[Text section]
◆ ◆ ◆ ◆ ◆
Your old telephone is a circuit-switched network where a voice calls hogs an entire circuit. Data on the net is instead chopped into packets, which are reassembled at the receiver's end. That means more, and cheaper, calls. BSNL-after years of opposing voice over the net-is now, away from public gaze, carrying out a trial runs of its voice over internet protocol (VOIP) services in Mumbai, Delhi, Kolkata, Chennai, Pune, and Ahmedabad. Estimates suggest that the capital expenditure for a greenfield telecom network could be 20 per cent lower than the traditional circuit-switched network. ''The challenge is to roll out the VOIP network as quickly as possible so that the threat of fall in revenues is compensated with the increase in the new revenue stream,'' says Karthik Natrajan, Sales Manager (India), Juniper Networks. The threat can become an opportunity. TOT Thailand, which is that country's main telecom operator, reduced its average long-distance call charges from 14 baht to 2 baht (Rs 15.12 to Rs 2.16) a minute on the newly launched VOIP network. Even with this huge a reduction in charges, its revenues increased by one per cent during the last year. It's an experience the government's monopolistic babus would do well to bear in mind. -Ashutosh Sinha Q&A
Giampiero Grandi, Managing Director (Personal Finance Services), American Express Bank, on what India means for his company. How do you view opportunities in India against the ongoing war? We are very bullish on India. The Indian government may have revised the GDP growth rate downwards, but a 5 per cent plus growth rate is pretty healthy. And I feel that there is no slowdown here. India is an important market, which is going through some significant changes and growth. The affluent market is the fastest growing segment in India. Amex caters primarily to the affluent segment. But isn't the affluent base small? Yes, but this small base in a country the size of India is sizeable-it comprises some 5 to 6 million people. India has leapfrogged in technology, and the Indian consumer wants the best in the world. The speed of change of the consumer demand in India is the fastest. With global credit cards and debit cards becoming popular, how do you expect your traveller's cheque (TC) business to fare? TC is a growing business. Over time, the TC has evolved and today it is more popular with retailers and small businessmen rather than with the affluent. This is so because retailers go to places where cards are not accepted. And then, TCs have a lot of safety attached to them. TCs and plastic money don't compete with each other. Rather, they complement one another. Till a few years ago, tcs were growing in double digits. Interestingly, the total spend on tcs in India is much more than the total spend on credit cards. How is it different to sell personal finance products to a developing market, as opposed to a developed one? Affluents around the world are converging. So are their needs and lifestyles. Therefore, some aspects in financial services are common to all of them, irrespective of whether they belong to a developed country or a developing one. -Swati Prasad TIME ZONES The us has five, Russia has eight. But can a timeless country like India really hope to join the multi time-zone club? Well, it could happen with the creation of two zones: East and West, an hour apart. Indian Standard Time (IST), is currently the local time in the city of Mirzapur, Uttar Pradesh. If the government accepts the change, Bhopal will be the reference for western time and Kolkata for the east. So when the clock strikes 12 at noon in Delhi, it will be 1 pm in Calcutta and eastwards.
◆ ◆ ◆ ◆ ◆
[Tasks for this exercise]
a. List the cities where, according to the news excerpt, BSNL is conducting trial runs of its VOIP services.
b. Carry the news excerpt forward from the point where it stops.

Segmentation mask data
◆ ◆ ◆ ◆ ◆
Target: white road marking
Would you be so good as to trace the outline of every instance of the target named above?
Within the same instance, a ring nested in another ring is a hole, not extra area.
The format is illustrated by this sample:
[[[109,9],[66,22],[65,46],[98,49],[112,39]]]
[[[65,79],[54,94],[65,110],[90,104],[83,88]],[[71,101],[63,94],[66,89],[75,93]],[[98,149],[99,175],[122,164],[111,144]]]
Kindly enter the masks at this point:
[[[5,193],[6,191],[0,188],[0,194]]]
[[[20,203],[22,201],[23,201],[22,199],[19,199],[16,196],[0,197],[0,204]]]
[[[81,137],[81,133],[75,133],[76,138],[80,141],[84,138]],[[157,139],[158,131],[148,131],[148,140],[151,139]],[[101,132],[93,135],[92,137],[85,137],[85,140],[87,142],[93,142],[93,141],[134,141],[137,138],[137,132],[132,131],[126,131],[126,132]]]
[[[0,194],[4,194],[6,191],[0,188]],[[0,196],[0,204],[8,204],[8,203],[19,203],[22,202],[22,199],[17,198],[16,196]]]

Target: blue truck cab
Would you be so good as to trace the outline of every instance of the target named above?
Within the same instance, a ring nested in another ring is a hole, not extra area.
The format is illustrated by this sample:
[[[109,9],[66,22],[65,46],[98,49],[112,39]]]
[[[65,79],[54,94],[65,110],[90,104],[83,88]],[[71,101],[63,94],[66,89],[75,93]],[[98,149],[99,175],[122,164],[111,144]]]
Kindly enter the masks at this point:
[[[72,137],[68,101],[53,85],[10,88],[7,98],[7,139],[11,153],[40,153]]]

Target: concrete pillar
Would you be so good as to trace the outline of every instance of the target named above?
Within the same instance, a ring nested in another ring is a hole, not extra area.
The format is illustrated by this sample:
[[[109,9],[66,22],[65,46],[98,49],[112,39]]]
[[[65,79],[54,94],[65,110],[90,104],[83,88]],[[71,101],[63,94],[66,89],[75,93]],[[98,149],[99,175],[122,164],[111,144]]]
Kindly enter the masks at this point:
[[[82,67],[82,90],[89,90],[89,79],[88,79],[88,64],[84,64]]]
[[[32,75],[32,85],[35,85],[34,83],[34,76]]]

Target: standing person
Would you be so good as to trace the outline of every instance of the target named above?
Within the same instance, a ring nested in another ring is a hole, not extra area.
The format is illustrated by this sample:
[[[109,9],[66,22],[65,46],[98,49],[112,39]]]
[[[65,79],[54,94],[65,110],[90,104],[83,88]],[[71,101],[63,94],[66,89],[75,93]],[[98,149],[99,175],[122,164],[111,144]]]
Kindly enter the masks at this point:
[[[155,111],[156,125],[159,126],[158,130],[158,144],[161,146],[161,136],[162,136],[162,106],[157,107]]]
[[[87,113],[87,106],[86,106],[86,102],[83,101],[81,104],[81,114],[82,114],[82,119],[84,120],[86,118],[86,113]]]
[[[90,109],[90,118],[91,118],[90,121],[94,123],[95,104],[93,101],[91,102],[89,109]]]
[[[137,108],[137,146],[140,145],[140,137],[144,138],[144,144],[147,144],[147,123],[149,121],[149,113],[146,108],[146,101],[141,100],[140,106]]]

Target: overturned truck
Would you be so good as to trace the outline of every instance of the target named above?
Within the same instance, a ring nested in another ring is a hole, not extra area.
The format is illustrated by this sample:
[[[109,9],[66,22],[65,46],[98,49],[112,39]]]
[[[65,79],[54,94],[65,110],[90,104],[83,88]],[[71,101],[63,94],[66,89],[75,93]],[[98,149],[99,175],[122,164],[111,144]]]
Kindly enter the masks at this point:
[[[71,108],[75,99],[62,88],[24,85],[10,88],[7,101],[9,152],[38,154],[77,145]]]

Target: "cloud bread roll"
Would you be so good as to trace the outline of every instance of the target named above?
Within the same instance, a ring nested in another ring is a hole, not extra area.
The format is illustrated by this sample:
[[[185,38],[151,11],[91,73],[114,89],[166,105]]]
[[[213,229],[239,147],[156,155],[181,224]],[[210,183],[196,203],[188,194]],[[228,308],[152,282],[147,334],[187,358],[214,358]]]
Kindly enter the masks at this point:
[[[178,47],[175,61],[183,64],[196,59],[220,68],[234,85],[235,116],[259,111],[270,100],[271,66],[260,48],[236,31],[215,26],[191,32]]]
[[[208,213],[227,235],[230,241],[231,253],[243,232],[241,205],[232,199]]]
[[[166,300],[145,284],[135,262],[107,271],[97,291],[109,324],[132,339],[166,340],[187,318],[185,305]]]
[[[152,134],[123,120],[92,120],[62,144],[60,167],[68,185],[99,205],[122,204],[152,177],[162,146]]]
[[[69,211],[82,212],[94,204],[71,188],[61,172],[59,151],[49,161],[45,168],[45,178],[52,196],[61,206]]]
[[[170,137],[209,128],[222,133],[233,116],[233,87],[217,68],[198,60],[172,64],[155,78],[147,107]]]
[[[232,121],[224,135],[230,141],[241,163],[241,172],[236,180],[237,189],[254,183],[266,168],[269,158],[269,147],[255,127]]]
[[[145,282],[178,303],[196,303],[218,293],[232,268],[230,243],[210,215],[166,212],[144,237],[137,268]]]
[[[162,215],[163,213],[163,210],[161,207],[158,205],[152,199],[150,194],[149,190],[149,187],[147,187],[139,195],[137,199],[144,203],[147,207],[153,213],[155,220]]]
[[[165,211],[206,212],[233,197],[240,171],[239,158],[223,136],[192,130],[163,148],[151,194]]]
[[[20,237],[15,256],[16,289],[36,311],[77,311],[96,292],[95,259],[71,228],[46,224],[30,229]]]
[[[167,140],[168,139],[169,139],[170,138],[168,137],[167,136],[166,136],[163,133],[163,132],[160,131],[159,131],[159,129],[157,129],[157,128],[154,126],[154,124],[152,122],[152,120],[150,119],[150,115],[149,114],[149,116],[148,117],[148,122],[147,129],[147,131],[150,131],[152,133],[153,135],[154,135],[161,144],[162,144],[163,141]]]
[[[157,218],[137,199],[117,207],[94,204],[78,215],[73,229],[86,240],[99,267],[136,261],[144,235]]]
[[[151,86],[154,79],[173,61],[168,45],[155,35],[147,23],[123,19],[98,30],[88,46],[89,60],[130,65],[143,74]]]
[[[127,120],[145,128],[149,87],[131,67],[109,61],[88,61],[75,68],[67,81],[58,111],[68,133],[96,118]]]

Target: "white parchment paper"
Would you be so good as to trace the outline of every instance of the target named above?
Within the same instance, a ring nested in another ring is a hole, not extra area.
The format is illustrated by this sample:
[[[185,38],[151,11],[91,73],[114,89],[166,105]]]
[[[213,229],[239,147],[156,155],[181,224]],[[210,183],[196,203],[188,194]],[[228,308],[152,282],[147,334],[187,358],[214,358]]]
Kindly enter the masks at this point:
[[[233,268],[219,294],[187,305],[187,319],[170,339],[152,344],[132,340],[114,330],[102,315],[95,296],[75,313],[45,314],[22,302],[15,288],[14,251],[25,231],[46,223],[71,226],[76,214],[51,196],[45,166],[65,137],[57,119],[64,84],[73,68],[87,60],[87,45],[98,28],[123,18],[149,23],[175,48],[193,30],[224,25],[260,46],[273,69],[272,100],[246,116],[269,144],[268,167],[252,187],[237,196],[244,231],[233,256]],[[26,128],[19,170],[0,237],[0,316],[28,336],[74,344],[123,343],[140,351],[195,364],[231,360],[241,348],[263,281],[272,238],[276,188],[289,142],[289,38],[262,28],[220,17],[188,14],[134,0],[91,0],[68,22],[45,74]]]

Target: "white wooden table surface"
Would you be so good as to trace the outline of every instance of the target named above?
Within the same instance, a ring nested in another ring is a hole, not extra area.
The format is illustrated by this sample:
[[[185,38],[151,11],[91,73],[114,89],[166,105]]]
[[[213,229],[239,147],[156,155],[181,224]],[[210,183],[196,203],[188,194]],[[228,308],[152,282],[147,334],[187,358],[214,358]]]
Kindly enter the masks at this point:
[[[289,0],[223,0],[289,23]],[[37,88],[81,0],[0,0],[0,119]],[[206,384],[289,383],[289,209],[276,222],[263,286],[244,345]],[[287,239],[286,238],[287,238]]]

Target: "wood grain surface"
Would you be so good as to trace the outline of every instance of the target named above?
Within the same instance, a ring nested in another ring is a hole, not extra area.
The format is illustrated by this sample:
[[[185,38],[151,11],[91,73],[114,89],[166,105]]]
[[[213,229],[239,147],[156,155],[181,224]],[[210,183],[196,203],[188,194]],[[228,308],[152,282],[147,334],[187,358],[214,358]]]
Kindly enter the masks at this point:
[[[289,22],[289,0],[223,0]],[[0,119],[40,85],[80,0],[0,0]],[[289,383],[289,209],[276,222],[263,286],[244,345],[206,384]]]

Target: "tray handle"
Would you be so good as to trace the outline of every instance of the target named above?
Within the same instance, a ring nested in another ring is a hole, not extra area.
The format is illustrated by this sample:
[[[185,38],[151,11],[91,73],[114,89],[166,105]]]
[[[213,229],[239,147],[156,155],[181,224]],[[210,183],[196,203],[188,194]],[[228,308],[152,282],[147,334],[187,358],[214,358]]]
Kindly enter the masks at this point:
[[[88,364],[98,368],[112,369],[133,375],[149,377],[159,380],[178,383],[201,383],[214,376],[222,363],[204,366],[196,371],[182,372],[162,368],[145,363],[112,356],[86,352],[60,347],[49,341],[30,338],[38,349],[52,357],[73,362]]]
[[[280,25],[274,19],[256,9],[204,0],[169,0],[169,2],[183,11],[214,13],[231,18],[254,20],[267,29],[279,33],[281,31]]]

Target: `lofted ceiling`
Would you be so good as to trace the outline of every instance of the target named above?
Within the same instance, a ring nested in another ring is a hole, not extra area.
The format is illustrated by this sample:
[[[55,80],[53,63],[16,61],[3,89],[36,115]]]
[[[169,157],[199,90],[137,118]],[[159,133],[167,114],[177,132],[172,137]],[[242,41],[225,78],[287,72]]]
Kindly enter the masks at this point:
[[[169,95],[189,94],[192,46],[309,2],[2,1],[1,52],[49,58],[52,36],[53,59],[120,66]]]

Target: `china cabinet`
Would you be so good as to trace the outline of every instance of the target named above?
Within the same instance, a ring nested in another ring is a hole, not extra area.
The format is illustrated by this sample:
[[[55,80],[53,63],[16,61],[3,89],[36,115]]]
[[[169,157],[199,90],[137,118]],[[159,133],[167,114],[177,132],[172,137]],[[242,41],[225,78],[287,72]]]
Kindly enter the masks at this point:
◆ ◆ ◆ ◆ ◆
[Exercise responses]
a. Mumbai, Delhi, Kolkata, Chennai, Pune, Ahmedabad

b.
''Certainly the quality of life in the east and north east will improve,'' says Subir Gokarn, Chief Economist, National Council for Applied Economic Research. ''You want all your people working when it's bright and sunny and not in the dark.'' India's eastern and western borders are actually more than 2,000 kilometres-or three time zones-apart. A three-man government committee will submit its report to the Cabinet by December. ''The initial confusion over the time zones would give office-goers in the east an excuse for coming late,'' muses Shashanka Bhide, Head, Macroeconomic Monitoring and Forecasting, NCAER. But according to Gokarn the eastern time zone should also extend to Andhra and Tamil Nadu. They too could benefit from the move. As for the confusion all this might cause-let's not talk about that right now. -T.R. Vivek TECHNOLOGY
Bala Manian's company, quantum dot corporation, hasn't kept its crown jewels in any bank vault. At their facilities in Palo Alto, California, you will find their jewels under a microscope, twinkling luminously like the Nizam's finest. The jewels are called quantum dots. They are crystals just a few hundred atoms across. Manian, co-founder of Quantum Dot, and his investors-he and partner Joel Martin raised $7.5 million in venture funding in the company's eight months of existence-are betting that these tiny sparklers will change how biologists create the next small thing. The central theme of nanotechnology is that we will be able to manufacture materials and devices starting from the molecular level. That scale, if you can imagine it, is a billionth of a metre, a nanometre.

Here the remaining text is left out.